### TEXTO APRESENTADO
#####
Jesus ou os porcos? Uma
leitura de Mc 5,1-20.
Todos os quatro evangelhos canônicos nos contam dos muitos milagres
que Jesus de Nazaré realizou durante sua vida pública. Não
obstante a ideia popular que o milagre é uma subversão das leis da
natureza, um “prodígio”, a terminologia que a Sagrada Escritura
usa para falar dos milagres merece nossa atenção. Um exemplo é a
palavra hebraica “môpēt” e seus cognatos usados no AT que
significa “ato simbólico”. No NT, os sinóticos usam a palavra
grega “dynamis” (ato de poder), João usa “semeion” (sinal) e
o “ergon” (obra); Atos dos Apóstolos usa “teras” (maravilha)
para falar dos “milagres”(At 2,22). A palavra portuguesa
“milagre” vem do latim “miraculum” (algo a ser amirado), que
a Vulgata (a tradução da Bíblia feita por São Jerônimo) usou
para traduzir as palavras que referiam as obras que manifestam o
poder de Deus.
Vivemos um momento de tensão, pois os imperialistas procuram impôr
o capitalismo, em nova roupagem, como o único modelo de organização
econômico-social e des-democratizam as sociedades através de
“lawfare”, no mundo inteiro. Nessa conjuntura, é a nossa
intenção fazer uma leitura do texto de Mc 5,1-20 que conta de um
ato poderoso de Jesus de Nazaré em prol de um ser humano possuído e
a reação dos seus conterrâneos.
#####
### DADOS FORNECIDOS
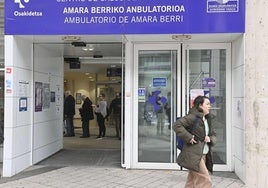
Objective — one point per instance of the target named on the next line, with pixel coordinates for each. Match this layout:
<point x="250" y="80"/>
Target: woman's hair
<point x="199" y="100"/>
#####
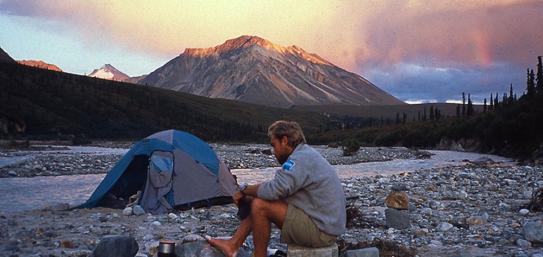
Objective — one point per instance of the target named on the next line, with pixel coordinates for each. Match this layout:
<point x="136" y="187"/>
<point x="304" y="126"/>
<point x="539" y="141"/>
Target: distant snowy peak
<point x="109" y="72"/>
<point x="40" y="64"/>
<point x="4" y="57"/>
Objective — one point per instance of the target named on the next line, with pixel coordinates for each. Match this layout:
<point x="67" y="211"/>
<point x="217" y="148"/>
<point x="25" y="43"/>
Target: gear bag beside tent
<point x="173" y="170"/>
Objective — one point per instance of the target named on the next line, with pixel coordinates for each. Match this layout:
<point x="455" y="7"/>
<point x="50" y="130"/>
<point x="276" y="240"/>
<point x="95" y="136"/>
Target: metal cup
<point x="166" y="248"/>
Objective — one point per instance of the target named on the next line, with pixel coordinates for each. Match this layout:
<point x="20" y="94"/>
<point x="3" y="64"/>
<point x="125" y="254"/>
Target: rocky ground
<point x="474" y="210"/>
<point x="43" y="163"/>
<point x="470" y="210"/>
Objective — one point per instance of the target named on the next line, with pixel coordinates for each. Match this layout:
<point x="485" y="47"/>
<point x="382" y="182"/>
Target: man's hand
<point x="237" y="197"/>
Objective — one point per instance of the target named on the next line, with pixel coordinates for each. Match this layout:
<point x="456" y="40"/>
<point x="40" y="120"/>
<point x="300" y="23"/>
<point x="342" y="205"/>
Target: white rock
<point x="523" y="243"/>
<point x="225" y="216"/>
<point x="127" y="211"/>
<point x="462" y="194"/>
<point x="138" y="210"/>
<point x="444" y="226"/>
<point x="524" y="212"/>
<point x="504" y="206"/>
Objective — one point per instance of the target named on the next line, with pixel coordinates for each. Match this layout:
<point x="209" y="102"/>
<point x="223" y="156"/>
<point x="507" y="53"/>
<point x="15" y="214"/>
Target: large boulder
#####
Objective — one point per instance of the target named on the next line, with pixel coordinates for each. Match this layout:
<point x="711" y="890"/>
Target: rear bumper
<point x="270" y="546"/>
#####
### INSTRUÇÕES
1. Liste todas as palavras em hebraico, grego e latim que o texto sobre os milagres de Jesus cita como termos usados para os milagres.
2. Continue o texto sobre os milagres de Jesus a partir do ponto em que ele termina.

### RESPOSTAS
1. môpēt, dynamis, semeion, ergon, teras, miraculum

2.
A narrativa começa com a chegada de Jesus de barca a terra dos
Gerasenos (v.1); ao desembarcar veio um homem possuído ao seu
encontro, se ajoelhou aos pés de Jesus, clamando em alta voz: “O
que queres de mim, Jesus, Filho de Deus? Eu te imploro que não me
atormentes”. De fato, Jesus já estava ordenando que o espírito
impuro saísse ele. O Nazareno, agora, lhe pergunta: “Qual é seu
nome?” “Legião é meu nome, porque somos muitos” responde o
possuído. Vale lembrar que “Legião” era o nome das unidades
militares do império romano que ocupava Palestina naquele tempo. Uma
vez que perceberam que não dominariam o Rabino de Nazaré, os
espíritos começam a suplicar-lhe com insistência que não os
expulsasse para longe da região.
Havia uma grande manada de porcos (a aversão que os judeus têm por
este animal é bem conhecida) pastando na montanha e é para estes
que os espíritos impuros queriam ser transferidos, o que Jesus
permitiu. Só é que logo a manada toda (uns dois mil) se lançou no
mar e afogou-se. Vendo isso seus cuidadores fugiram para dar a
notícia na cidade e nos campos.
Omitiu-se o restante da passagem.